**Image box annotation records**
○ ○ ○ ○ ○ ○ ○

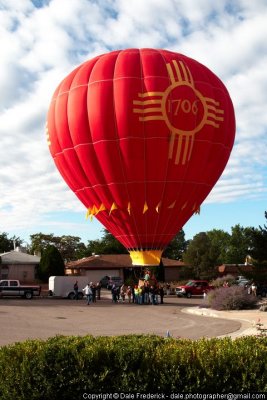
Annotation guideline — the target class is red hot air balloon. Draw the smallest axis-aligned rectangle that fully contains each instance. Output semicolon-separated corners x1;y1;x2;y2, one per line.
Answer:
47;49;235;265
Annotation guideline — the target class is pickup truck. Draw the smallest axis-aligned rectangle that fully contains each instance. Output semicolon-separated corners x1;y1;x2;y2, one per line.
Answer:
175;280;214;298
0;279;41;299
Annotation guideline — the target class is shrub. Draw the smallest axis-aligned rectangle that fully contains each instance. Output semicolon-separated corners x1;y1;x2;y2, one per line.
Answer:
0;335;267;400
207;286;257;310
211;274;236;288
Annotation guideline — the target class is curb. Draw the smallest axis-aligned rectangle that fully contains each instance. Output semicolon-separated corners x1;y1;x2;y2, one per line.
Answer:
181;307;259;339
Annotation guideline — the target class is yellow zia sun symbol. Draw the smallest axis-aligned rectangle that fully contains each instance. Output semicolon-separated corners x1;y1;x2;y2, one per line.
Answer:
133;60;224;164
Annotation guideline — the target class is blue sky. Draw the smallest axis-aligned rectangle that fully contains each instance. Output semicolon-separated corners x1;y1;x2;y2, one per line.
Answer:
0;0;267;242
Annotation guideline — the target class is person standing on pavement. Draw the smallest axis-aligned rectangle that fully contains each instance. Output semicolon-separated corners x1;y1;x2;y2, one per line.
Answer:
73;281;79;300
83;283;93;306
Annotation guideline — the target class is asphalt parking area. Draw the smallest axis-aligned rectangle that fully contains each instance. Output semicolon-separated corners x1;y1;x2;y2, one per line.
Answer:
0;296;241;346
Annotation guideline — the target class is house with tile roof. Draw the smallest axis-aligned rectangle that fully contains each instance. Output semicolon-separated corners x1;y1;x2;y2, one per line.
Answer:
0;247;40;283
65;254;184;281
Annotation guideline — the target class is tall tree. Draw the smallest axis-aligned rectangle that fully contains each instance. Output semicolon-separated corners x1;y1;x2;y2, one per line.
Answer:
37;245;65;282
162;229;189;260
224;224;251;264
0;232;23;253
86;229;128;256
30;232;86;261
206;229;230;265
183;232;217;279
249;211;267;262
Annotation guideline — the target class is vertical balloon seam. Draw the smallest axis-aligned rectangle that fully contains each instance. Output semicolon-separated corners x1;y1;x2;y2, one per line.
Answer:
87;53;129;247
127;49;145;251
126;49;148;250
74;57;119;231
139;49;150;250
151;50;178;250
112;51;137;249
54;71;90;193
155;53;197;250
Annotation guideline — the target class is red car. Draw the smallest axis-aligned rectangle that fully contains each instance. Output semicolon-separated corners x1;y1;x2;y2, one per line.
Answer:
175;280;213;298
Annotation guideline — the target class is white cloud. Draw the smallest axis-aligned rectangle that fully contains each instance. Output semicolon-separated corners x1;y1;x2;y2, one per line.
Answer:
0;0;267;242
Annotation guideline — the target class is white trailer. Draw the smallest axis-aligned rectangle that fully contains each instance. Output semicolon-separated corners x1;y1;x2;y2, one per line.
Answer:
48;275;90;299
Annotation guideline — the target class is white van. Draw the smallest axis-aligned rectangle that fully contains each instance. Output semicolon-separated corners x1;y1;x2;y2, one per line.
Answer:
48;275;90;299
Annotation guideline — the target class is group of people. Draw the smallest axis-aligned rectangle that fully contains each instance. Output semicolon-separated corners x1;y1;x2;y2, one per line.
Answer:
111;283;164;305
73;281;101;305
111;271;164;305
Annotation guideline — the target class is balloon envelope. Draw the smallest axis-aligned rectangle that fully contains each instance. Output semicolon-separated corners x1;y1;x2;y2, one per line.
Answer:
47;49;235;265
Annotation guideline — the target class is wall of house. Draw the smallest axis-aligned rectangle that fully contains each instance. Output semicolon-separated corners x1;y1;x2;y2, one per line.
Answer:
0;264;37;283
165;267;181;282
66;268;123;282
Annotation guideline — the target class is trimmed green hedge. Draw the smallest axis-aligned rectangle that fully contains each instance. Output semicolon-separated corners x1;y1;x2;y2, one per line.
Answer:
0;335;267;400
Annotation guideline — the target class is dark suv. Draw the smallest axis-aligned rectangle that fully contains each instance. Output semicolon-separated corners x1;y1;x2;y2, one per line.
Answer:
100;275;123;289
175;280;213;298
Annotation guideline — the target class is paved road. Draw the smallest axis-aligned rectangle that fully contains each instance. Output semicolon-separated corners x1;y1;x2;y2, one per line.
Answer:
0;296;241;346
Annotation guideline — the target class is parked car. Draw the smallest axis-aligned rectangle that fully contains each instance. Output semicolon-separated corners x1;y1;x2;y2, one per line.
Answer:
0;279;41;300
236;275;250;286
100;275;123;289
175;280;216;298
248;283;267;297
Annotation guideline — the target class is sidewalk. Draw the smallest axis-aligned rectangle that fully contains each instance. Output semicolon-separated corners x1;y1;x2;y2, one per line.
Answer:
182;307;267;339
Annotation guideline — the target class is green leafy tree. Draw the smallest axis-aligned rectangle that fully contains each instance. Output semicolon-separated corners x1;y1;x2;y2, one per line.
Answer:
0;232;23;253
207;229;230;265
162;229;189;260
246;211;267;283
86;229;128;256
249;211;267;263
30;232;86;261
183;232;217;279
224;224;251;264
37;245;65;282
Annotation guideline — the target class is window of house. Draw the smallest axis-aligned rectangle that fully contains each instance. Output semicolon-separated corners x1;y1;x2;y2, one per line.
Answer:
1;265;8;279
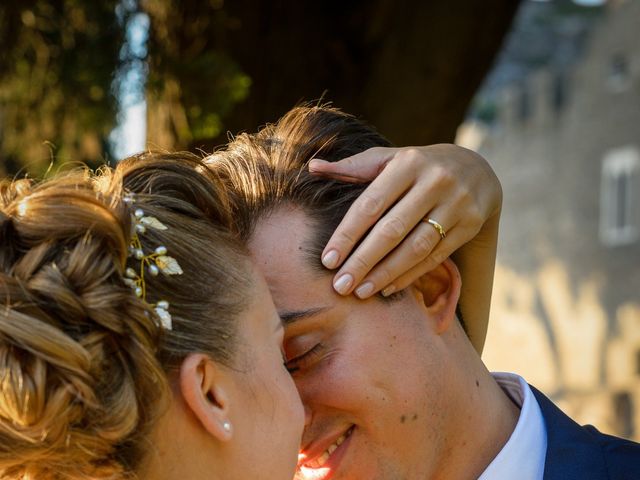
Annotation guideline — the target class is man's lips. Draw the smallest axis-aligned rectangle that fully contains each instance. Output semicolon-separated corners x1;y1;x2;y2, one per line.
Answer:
300;425;355;469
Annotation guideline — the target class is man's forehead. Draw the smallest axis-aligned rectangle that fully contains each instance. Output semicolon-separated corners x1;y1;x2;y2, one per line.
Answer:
249;207;324;309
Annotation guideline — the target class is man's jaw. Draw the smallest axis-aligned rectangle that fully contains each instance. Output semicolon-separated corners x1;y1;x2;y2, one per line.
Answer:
296;425;355;480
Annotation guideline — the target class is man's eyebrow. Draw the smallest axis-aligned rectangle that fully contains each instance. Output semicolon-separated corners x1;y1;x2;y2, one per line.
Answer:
280;307;329;327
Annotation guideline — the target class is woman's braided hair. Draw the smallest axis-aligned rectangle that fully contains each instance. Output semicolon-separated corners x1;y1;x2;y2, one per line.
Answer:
0;153;250;480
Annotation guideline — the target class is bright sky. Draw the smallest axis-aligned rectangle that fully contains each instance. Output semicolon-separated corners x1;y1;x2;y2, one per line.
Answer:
109;9;149;160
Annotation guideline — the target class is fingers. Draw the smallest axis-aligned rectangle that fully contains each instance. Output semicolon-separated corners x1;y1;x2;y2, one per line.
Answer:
378;225;468;297
334;188;439;295
322;161;419;272
355;209;465;298
309;147;397;182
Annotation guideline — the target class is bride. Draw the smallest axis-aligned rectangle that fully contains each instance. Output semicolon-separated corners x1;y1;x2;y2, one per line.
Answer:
0;117;499;480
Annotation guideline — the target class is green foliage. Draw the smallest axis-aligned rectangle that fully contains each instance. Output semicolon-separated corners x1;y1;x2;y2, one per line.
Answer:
0;0;123;174
141;0;251;149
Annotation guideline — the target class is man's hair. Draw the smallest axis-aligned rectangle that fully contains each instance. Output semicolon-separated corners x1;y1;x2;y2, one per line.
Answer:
211;106;466;331
207;106;391;271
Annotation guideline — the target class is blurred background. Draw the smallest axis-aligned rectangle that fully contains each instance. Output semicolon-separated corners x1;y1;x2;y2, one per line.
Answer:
0;0;640;440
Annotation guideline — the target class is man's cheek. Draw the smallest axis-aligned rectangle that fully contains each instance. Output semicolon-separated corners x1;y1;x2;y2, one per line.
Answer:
294;351;366;408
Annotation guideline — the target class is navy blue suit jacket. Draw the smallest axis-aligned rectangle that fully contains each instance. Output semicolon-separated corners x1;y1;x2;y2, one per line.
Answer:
531;387;640;480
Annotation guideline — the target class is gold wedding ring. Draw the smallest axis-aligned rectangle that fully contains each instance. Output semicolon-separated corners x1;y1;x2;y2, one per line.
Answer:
422;218;447;240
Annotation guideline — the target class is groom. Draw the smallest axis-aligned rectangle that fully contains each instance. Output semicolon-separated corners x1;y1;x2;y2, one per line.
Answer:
212;107;640;480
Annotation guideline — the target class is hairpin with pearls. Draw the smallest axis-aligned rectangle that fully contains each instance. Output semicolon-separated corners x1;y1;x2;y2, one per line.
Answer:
124;194;184;330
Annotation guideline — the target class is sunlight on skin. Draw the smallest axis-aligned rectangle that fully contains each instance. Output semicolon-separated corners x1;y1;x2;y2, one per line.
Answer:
294;453;330;480
295;467;329;480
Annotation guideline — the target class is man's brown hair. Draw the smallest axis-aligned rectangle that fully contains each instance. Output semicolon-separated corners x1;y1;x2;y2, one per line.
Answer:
207;106;391;271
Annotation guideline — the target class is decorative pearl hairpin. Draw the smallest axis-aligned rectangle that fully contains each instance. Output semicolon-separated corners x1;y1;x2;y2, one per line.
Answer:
124;194;184;330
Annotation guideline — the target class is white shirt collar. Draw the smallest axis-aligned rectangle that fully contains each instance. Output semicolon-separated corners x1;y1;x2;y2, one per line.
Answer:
478;373;547;480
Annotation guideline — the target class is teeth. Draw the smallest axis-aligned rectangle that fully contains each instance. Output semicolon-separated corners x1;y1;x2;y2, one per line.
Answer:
306;431;351;468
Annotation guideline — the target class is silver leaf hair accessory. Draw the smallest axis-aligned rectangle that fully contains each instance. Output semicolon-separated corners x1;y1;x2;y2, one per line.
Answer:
124;194;184;330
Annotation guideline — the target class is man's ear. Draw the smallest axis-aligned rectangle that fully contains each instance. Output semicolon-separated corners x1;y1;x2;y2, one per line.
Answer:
180;353;233;441
413;259;462;333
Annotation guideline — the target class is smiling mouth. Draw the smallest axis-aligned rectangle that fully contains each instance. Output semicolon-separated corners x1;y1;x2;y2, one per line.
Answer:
303;426;355;469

○ ○ ○ ○ ○ ○ ○

**GIVEN REQUEST**
Filter the records above down to the lines that contain the string "blue". Copy each such line unchanged.

**SOLUTION**
Annotation guideline — the target class is blue sky. Draw the smallest axis-aligned rectangle that fully contains each instance. Output semicolon-separated corners x1;y1;x2;y2, one per line.
Annotation guideline — the target class is navy blue suit jacket. Draw the smallest axis-aligned rectangle that fully contains each instance. Output semicolon-separated corners x1;y1;x2;y2, one per line.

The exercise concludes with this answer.